*TASK REQUIREMENTS*:
• 1. In the text on Japan's population decline, what was the country's total fertility rate in 2013?
• 2. Gather every line of the listing that contains the word "asphalt".

*DOCUMENT*:
------------------------------------------------
Luring people from Japan's metropolises to the countryside is a core emphasis in the Abe
government’s program for minimizing population decline
Japan’s government is staging a campaign of unprecedented tenacity to change the course of the nation’s demographics. In the absence of policy intervention, Japan’s population will shrink to 87 million in 2060, according to the National Institute of Population and Social Security Research. The Abe government is moving aggressively, however, to prevent that decline and to ensure that Japan retains a population of at least 100 million in 2060.
Highlighting the government’s demographic campaign are bold measures for raising Japan’s total fertility rate. That rate was 1.43 in 2013, well below the population-maintenance level of 2.04. Japanese government planners calculate that a rise in the fertility rate to 1.60 by 2020, to 1.80 by 2030, and to 2.07 by 2040 would keep the population larger than 100 million in 2060. Testifying to the viability of that goal are government survey findings that Japanese couples desire more children than they are having. Those findings suggest that shaping a social framework more amenable to bearing and raising children would engender a higher fertility rate.
The Abe government is working systematically to shape a procreation-friendly social framework. An initiative well under way will increase the capacity of Japan’s childcare centers by 400,000 children by March 2018. And the government is prodding business to enable women to bear and raise children without compromising their careers.
Fostering economic activity outside Japan’s megalopolises, meanwhile, will also encourage procreation. Here again, survey findings inspire optimism. A lot of Japan’s big-city dwellers report that they would prefer to live in a less-urban setting if work were available. That finding bodes well for the potential of the Abe government’s regional development initiatives to lure more Japanese to higher-fertility environs.
Spearheading the Abe government’s initiatives for promoting regional development outside Japan’s big cities is Shinjiro Koizumi. A member of Japan’s lower house of parliament, Koizumi handles his regional development responsibilities as a parliamentary secretary in the Cabinet Office. The youthful parliamentarian evokes a passionate purposefulness in articulating the task at hand.
“My generation,” declares the 33-year-old Koizumi, “has inherited the challenge of a shrinking and aging population. Our job is to tackle that challenge head on. Our predecessors in the Meiji period and in the postwar era built and rebuilt a modern nation by importing Western expertise and technology. But no nation has ever experienced the kind of population shrinkage and aging that are occurring in Japan. So we have no one to turn to for guidance this time around. In our nation building for the 21st century, we need to blaze our own trail.”
------------------------------------------------
*INPUT DATA*:
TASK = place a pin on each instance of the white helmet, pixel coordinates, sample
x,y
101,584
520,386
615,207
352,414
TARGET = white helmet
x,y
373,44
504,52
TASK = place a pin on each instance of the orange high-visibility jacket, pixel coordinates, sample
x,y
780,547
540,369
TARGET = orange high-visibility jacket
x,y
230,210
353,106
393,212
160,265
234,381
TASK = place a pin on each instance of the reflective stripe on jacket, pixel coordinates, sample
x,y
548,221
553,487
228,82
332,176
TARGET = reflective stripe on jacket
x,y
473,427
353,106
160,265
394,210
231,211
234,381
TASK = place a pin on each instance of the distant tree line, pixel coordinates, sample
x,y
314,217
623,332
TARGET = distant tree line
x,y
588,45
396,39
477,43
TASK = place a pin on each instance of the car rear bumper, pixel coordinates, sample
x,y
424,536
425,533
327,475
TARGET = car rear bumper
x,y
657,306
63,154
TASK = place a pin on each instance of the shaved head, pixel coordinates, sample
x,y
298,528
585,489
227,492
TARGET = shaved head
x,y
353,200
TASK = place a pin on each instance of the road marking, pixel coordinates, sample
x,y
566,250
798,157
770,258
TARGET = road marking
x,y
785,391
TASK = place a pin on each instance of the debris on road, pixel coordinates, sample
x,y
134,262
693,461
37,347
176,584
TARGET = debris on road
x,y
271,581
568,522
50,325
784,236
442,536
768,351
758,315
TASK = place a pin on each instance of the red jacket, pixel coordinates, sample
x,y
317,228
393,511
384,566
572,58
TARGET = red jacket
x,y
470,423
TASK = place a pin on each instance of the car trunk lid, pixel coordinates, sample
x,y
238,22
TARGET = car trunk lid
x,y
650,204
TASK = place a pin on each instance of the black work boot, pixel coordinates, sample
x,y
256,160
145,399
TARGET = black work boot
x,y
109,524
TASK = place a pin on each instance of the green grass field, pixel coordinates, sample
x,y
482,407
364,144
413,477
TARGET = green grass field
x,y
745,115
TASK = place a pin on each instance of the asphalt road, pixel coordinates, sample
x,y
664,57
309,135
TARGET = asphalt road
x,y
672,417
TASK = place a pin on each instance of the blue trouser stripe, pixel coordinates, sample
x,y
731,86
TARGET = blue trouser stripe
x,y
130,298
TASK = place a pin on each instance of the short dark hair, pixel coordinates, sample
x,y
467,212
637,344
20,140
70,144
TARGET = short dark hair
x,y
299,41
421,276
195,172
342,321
------------------------------------------------
*FINAL RESULTS*:
• 1. 1.43

• 2.
TASK = place a pin on each instance of the asphalt road, pixel coordinates, sample
TARGET = asphalt road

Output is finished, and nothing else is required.